Written problem:
Using the listing below, retype only the lines from the line with "Reviewer note: confirm that every instance of the eyebrow" through the end, both ends included, and exclude the pictures.
========================================================================
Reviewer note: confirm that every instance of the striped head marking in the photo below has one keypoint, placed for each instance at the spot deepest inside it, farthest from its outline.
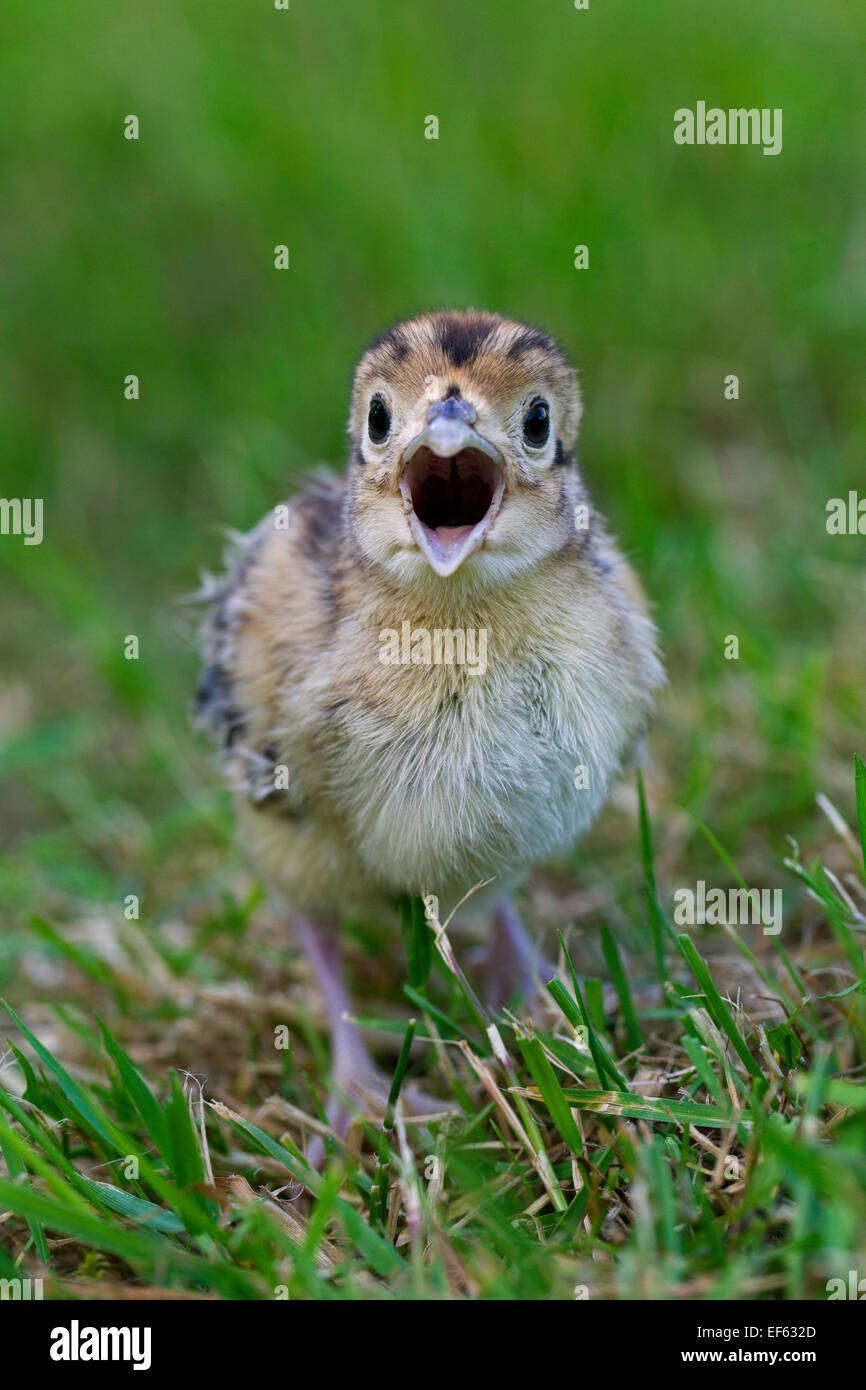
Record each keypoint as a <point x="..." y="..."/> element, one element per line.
<point x="463" y="431"/>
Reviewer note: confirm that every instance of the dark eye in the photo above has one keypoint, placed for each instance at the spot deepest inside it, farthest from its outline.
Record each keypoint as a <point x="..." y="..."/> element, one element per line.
<point x="378" y="420"/>
<point x="537" y="423"/>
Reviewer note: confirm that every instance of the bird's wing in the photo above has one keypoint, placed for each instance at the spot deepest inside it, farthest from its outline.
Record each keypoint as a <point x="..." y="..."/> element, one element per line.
<point x="267" y="620"/>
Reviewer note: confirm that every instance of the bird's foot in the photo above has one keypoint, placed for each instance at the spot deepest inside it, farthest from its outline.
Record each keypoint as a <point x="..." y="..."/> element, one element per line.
<point x="363" y="1094"/>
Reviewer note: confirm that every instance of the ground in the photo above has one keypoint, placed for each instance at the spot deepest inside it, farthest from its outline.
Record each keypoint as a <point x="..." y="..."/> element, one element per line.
<point x="152" y="1133"/>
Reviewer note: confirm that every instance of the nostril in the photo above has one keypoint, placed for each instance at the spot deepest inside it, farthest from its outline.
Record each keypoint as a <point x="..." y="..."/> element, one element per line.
<point x="452" y="409"/>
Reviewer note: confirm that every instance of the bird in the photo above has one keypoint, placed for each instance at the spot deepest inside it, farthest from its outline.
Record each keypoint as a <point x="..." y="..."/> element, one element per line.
<point x="427" y="673"/>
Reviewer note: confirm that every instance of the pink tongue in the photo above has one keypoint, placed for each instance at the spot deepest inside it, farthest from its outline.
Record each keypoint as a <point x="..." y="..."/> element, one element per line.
<point x="451" y="534"/>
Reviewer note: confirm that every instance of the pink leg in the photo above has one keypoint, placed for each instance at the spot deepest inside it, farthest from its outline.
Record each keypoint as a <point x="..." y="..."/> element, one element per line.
<point x="359" y="1086"/>
<point x="515" y="963"/>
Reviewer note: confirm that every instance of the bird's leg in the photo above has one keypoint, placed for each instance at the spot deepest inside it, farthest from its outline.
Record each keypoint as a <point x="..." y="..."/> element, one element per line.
<point x="359" y="1084"/>
<point x="515" y="965"/>
<point x="353" y="1070"/>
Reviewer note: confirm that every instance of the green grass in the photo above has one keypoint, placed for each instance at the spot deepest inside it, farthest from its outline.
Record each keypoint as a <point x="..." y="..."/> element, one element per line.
<point x="603" y="1164"/>
<point x="722" y="1155"/>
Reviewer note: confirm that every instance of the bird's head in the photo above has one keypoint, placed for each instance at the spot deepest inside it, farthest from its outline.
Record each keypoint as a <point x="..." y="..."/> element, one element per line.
<point x="463" y="430"/>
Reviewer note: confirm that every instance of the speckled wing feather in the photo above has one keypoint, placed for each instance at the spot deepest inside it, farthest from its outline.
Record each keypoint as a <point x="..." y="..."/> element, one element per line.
<point x="278" y="570"/>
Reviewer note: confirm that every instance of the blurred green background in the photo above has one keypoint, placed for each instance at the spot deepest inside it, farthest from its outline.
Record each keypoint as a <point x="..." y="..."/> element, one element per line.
<point x="156" y="257"/>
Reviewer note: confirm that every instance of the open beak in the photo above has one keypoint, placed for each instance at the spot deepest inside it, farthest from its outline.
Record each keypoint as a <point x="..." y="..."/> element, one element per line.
<point x="452" y="483"/>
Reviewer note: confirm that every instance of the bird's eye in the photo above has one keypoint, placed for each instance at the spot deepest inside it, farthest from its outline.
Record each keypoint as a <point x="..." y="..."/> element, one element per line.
<point x="378" y="420"/>
<point x="537" y="423"/>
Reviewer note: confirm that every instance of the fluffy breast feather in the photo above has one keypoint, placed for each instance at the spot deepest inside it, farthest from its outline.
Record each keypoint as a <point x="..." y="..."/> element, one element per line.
<point x="403" y="777"/>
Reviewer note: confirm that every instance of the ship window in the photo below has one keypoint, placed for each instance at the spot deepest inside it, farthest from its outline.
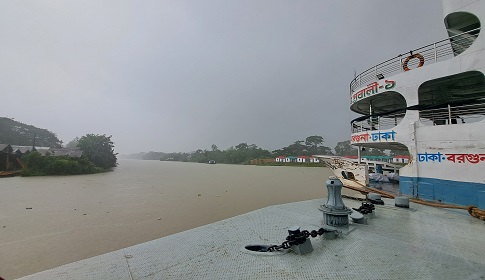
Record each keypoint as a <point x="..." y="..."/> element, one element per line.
<point x="463" y="28"/>
<point x="455" y="99"/>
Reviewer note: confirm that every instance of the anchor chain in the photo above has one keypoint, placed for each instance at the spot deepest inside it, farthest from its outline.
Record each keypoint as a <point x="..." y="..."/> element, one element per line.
<point x="366" y="208"/>
<point x="295" y="239"/>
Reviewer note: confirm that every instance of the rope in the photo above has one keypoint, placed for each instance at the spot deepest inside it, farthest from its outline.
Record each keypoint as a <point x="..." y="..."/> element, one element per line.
<point x="473" y="210"/>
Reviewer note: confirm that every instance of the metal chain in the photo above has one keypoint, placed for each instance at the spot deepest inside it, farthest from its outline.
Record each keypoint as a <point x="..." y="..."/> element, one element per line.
<point x="295" y="239"/>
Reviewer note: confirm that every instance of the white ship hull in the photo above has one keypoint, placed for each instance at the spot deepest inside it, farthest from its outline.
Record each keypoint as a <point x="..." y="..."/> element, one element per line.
<point x="431" y="102"/>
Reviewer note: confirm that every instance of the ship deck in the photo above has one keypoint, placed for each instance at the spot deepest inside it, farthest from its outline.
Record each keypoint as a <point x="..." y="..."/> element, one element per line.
<point x="416" y="243"/>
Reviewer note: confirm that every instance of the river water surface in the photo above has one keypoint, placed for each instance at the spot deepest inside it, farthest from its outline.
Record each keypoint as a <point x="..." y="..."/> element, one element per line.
<point x="50" y="221"/>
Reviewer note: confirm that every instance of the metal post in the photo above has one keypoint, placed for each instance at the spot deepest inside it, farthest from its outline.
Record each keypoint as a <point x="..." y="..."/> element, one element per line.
<point x="358" y="154"/>
<point x="449" y="114"/>
<point x="435" y="54"/>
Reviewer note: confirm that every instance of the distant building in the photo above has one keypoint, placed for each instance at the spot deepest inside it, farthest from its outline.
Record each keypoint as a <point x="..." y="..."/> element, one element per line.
<point x="314" y="160"/>
<point x="401" y="159"/>
<point x="301" y="159"/>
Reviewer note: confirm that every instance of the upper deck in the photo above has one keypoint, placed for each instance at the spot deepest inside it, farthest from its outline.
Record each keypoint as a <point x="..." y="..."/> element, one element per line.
<point x="364" y="84"/>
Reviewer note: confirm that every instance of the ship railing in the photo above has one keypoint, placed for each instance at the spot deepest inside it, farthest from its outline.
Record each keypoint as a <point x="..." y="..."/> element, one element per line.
<point x="469" y="113"/>
<point x="377" y="122"/>
<point x="432" y="53"/>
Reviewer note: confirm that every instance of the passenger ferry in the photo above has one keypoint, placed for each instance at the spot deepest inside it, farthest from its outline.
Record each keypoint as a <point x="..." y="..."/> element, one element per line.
<point x="430" y="102"/>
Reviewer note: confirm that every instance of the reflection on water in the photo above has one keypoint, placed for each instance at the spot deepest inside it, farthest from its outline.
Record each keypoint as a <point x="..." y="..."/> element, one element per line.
<point x="49" y="221"/>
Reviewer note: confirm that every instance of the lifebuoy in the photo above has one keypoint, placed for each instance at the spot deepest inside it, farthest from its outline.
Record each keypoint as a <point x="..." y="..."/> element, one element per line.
<point x="416" y="55"/>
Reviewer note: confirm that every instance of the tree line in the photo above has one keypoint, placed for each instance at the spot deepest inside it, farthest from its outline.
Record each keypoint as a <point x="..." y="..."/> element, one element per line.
<point x="243" y="153"/>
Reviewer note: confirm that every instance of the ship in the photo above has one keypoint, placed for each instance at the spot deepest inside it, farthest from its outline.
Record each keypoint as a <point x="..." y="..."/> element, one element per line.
<point x="430" y="103"/>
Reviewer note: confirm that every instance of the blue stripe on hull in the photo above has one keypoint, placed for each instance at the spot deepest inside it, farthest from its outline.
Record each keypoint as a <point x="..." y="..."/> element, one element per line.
<point x="455" y="192"/>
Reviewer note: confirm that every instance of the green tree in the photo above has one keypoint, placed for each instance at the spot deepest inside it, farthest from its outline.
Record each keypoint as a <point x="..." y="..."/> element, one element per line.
<point x="72" y="143"/>
<point x="99" y="149"/>
<point x="314" y="141"/>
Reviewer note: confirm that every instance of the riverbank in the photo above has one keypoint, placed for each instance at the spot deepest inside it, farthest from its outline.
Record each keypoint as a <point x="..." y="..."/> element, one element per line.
<point x="49" y="221"/>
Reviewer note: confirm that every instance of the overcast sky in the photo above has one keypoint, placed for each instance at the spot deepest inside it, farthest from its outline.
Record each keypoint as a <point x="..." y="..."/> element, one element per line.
<point x="171" y="76"/>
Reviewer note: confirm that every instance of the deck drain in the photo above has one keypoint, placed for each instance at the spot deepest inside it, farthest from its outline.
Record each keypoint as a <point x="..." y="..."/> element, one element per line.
<point x="262" y="250"/>
<point x="257" y="248"/>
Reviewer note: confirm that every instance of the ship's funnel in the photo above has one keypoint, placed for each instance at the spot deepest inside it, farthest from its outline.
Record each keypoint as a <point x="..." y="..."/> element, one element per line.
<point x="335" y="214"/>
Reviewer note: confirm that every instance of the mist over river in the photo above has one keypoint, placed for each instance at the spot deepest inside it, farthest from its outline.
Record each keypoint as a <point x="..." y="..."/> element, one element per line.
<point x="50" y="221"/>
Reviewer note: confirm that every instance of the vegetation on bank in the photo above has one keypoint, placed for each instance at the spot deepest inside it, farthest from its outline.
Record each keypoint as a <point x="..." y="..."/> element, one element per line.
<point x="98" y="156"/>
<point x="17" y="133"/>
<point x="39" y="165"/>
<point x="245" y="153"/>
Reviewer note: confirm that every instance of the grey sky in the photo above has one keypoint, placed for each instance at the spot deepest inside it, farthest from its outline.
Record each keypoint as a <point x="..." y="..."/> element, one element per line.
<point x="181" y="75"/>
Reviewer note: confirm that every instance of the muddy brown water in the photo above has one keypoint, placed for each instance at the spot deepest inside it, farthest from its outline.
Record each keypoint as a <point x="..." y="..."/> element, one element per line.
<point x="49" y="221"/>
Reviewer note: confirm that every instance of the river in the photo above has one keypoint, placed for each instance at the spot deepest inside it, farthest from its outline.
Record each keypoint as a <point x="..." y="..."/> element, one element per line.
<point x="49" y="221"/>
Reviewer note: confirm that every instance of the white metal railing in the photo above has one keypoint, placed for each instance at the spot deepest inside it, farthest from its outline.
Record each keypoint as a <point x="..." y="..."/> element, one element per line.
<point x="378" y="122"/>
<point x="439" y="51"/>
<point x="453" y="114"/>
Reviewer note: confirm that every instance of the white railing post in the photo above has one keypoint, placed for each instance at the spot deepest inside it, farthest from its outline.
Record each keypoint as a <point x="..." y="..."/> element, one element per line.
<point x="449" y="114"/>
<point x="435" y="53"/>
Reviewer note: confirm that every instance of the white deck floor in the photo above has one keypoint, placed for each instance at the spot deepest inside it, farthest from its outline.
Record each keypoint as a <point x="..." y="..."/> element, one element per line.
<point x="417" y="243"/>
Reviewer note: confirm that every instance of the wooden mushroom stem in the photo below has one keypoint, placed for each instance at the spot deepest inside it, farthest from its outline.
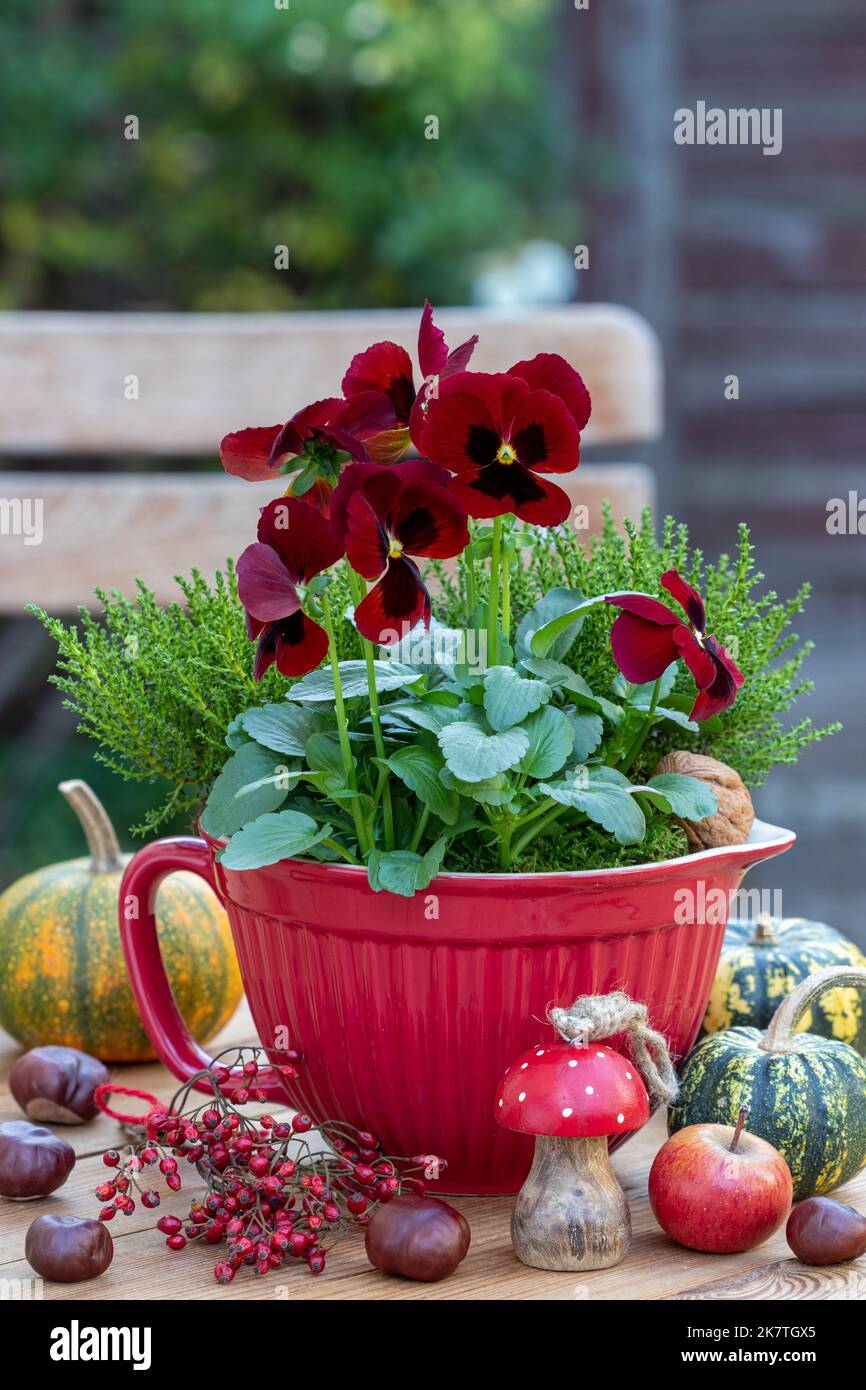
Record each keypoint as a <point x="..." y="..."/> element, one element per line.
<point x="570" y="1212"/>
<point x="781" y="1033"/>
<point x="99" y="831"/>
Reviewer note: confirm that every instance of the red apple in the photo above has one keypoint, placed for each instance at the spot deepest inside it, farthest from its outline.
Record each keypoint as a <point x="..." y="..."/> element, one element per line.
<point x="719" y="1189"/>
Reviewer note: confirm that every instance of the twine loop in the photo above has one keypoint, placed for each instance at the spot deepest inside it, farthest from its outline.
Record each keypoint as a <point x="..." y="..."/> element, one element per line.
<point x="597" y="1016"/>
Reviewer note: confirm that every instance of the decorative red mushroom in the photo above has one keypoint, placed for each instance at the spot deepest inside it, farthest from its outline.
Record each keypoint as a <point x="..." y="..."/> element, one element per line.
<point x="572" y="1212"/>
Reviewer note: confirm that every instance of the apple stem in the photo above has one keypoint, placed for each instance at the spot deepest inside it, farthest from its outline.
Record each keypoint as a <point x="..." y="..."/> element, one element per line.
<point x="741" y="1118"/>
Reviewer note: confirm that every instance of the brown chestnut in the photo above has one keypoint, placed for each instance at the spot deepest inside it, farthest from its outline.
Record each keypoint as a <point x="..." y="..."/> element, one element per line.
<point x="824" y="1232"/>
<point x="34" y="1161"/>
<point x="417" y="1237"/>
<point x="68" y="1248"/>
<point x="56" y="1084"/>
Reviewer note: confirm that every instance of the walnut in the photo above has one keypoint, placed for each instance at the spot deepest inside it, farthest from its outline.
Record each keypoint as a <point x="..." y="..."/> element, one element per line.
<point x="733" y="820"/>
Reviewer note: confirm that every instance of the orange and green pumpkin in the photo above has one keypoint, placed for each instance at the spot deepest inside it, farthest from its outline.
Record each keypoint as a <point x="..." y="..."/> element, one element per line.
<point x="765" y="961"/>
<point x="63" y="976"/>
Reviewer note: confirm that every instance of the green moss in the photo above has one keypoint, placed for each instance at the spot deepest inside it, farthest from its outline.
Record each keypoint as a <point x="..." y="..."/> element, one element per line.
<point x="577" y="847"/>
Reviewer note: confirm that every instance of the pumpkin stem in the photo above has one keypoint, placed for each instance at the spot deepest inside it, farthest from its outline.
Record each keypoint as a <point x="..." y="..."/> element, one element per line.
<point x="741" y="1118"/>
<point x="780" y="1036"/>
<point x="99" y="831"/>
<point x="763" y="934"/>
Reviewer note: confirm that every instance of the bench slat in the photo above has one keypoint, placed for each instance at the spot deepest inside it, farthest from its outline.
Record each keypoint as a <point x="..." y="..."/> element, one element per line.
<point x="102" y="528"/>
<point x="64" y="375"/>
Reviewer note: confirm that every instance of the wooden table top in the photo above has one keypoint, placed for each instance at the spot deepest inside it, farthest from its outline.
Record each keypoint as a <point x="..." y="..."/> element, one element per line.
<point x="655" y="1268"/>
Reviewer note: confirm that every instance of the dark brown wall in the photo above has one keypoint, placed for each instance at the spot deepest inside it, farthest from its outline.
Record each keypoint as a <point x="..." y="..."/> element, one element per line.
<point x="755" y="266"/>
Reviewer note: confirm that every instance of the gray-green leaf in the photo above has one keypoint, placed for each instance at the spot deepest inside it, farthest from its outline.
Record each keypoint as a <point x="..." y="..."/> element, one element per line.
<point x="419" y="769"/>
<point x="282" y="727"/>
<point x="551" y="740"/>
<point x="605" y="802"/>
<point x="403" y="870"/>
<point x="551" y="608"/>
<point x="509" y="698"/>
<point x="473" y="755"/>
<point x="271" y="838"/>
<point x="492" y="791"/>
<point x="688" y="797"/>
<point x="588" y="733"/>
<point x="225" y="812"/>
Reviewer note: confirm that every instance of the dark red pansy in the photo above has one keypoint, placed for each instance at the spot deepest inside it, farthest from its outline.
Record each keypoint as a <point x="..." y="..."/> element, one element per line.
<point x="295" y="542"/>
<point x="387" y="367"/>
<point x="648" y="635"/>
<point x="549" y="371"/>
<point x="498" y="434"/>
<point x="388" y="516"/>
<point x="344" y="426"/>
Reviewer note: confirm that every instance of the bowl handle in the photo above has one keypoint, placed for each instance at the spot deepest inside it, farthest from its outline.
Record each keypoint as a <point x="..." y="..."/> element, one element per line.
<point x="163" y="1020"/>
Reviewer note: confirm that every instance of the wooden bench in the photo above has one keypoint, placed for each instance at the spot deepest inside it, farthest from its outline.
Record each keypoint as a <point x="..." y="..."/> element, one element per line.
<point x="173" y="384"/>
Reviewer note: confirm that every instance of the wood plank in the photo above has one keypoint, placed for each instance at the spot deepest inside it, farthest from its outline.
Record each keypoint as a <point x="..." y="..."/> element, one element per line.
<point x="783" y="1279"/>
<point x="107" y="530"/>
<point x="199" y="375"/>
<point x="654" y="1269"/>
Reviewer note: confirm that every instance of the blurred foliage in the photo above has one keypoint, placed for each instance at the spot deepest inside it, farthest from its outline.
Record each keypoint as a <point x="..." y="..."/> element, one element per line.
<point x="260" y="127"/>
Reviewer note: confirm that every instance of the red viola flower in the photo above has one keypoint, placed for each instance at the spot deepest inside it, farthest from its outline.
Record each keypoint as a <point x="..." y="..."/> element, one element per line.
<point x="499" y="431"/>
<point x="387" y="367"/>
<point x="391" y="514"/>
<point x="319" y="432"/>
<point x="295" y="544"/>
<point x="648" y="635"/>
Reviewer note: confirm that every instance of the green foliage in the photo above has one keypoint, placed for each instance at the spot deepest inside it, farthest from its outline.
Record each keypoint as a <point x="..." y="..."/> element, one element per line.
<point x="156" y="688"/>
<point x="263" y="127"/>
<point x="755" y="734"/>
<point x="453" y="754"/>
<point x="526" y="762"/>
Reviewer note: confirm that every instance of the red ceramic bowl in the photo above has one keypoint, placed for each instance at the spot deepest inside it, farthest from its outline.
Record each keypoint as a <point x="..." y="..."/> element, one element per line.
<point x="409" y="1009"/>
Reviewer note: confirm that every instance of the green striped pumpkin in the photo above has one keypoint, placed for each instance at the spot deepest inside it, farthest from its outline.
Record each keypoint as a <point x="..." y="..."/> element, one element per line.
<point x="806" y="1094"/>
<point x="763" y="961"/>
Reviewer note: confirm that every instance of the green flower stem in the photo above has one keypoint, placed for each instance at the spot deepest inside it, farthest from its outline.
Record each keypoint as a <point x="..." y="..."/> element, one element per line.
<point x="420" y="829"/>
<point x="538" y="829"/>
<point x="506" y="587"/>
<point x="540" y="811"/>
<point x="492" y="608"/>
<point x="357" y="590"/>
<point x="638" y="742"/>
<point x="341" y="849"/>
<point x="467" y="563"/>
<point x="342" y="727"/>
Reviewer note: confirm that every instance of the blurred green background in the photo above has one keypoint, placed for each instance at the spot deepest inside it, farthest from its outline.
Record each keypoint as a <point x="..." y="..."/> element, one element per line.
<point x="264" y="127"/>
<point x="257" y="127"/>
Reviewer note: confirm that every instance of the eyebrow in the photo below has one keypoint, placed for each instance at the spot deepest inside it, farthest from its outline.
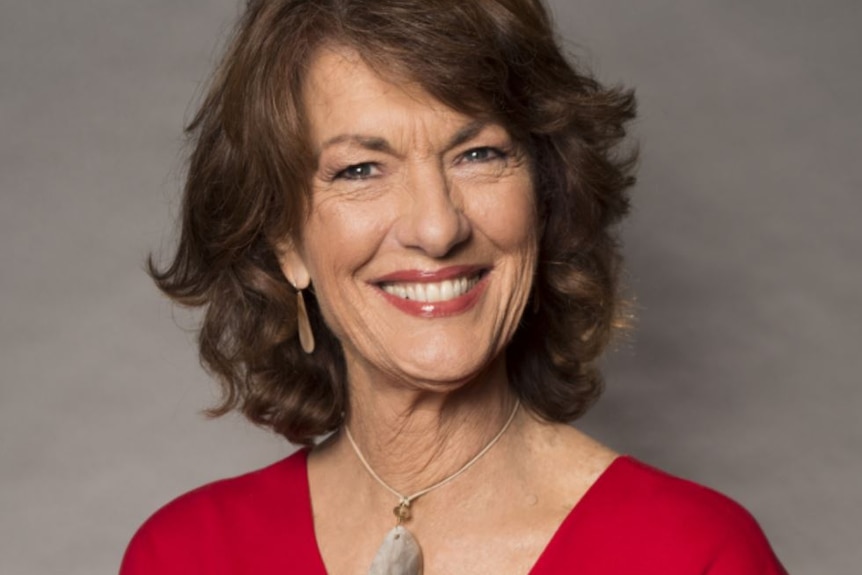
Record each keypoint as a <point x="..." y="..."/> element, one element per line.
<point x="377" y="144"/>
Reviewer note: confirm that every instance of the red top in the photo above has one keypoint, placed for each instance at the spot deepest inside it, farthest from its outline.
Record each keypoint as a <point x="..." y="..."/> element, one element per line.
========================================================================
Written response:
Reviewer note: confirm that every instance of the eyebrow in the photo below has one keypoint, placed for each instance at the spot deepest inside it, farthest from its outline.
Record each keypoint as a <point x="..." y="..."/> element, one element per line.
<point x="377" y="144"/>
Reviewer note: confirm that every instance of the red top in the photo above has one keypoint, placed for each instance at the spot deepest inside it, farthest from its outline.
Record each keypoint as a <point x="..." y="..."/> element, one element per line.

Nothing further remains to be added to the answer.